**GIVEN INFORMATION**

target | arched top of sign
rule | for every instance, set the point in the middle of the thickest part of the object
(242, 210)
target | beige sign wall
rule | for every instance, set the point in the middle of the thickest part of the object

**PROBLEM DETAILS**
Copy out the whole listing, exactly as written.

**COMPLETED TASK**
target | arched top of sign
rule | for every instance, set the point in the middle of the thickest part of the object
(242, 210)
target | beige sign wall
rule | for every instance, set the point in the middle of the thickest part of the object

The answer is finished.